Records in a dataset:
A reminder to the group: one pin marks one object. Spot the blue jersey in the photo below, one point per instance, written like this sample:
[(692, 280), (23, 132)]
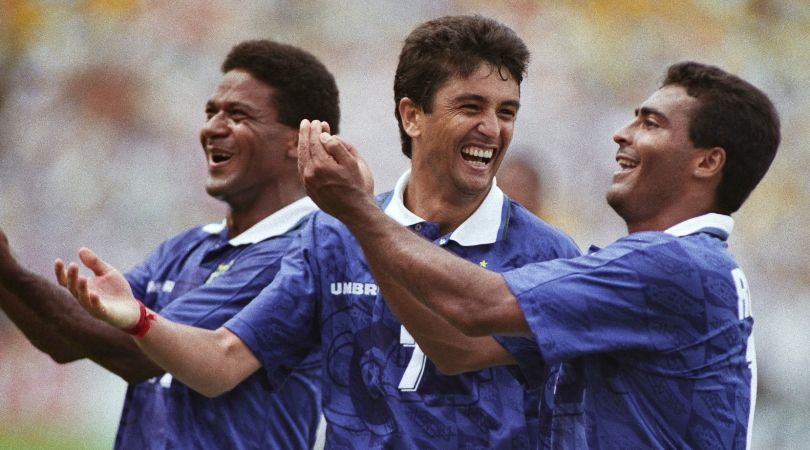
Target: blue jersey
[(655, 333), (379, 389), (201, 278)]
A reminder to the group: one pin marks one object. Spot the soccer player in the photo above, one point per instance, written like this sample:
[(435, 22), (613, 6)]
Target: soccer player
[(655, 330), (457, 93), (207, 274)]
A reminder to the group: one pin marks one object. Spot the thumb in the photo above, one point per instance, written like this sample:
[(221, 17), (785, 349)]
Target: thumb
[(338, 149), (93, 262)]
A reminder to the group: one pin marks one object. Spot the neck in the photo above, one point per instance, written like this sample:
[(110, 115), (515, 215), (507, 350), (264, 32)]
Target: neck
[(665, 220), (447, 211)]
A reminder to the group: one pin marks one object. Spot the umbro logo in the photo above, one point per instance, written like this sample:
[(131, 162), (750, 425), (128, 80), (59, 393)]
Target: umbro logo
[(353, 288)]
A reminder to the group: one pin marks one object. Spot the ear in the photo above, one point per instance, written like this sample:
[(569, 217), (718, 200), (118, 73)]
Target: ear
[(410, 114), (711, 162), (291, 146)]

PROMPT :: Retype every line of the material above word for word, leaving out the picture.

RESPONSE BELOW ::
A reminder to the group: one pin marks one object. Spot the blue jersey in the photo below, one point per instance, written like this sample:
[(692, 280), (23, 132)]
Target: blue jersey
[(655, 333), (379, 389), (201, 278)]
A reminder to the group: one pin marks one object. Spot the soccer player in the photo above, one point per instance, written like this sample:
[(435, 22), (613, 6)]
Target: soccer player
[(655, 330), (457, 93), (207, 274)]
A reminder to the group: one pin marks one object. Spot the thumb in the photo above, one point per instance, written like this sample:
[(221, 17), (785, 349)]
Target: thumb
[(338, 149), (93, 262)]
A reminder to the group: one pin marks one object. Spot the neck in the photo above, one point per instance, written like this sample:
[(110, 115), (515, 215), (507, 350), (264, 32)]
Target: neck
[(665, 220), (447, 211)]
A reminder to the group: one pin marks one object. Spot the umbro logo in the photo above, one point per instance, written like this sample:
[(131, 162), (750, 425), (128, 80), (59, 393)]
Target: umbro logo
[(353, 288)]
A reminder to the group: one pin marks one object. Spot the ear in the photo above, one point per instance, written like this sample:
[(569, 217), (718, 200), (118, 73)]
Target: ear
[(410, 114), (711, 162), (291, 146)]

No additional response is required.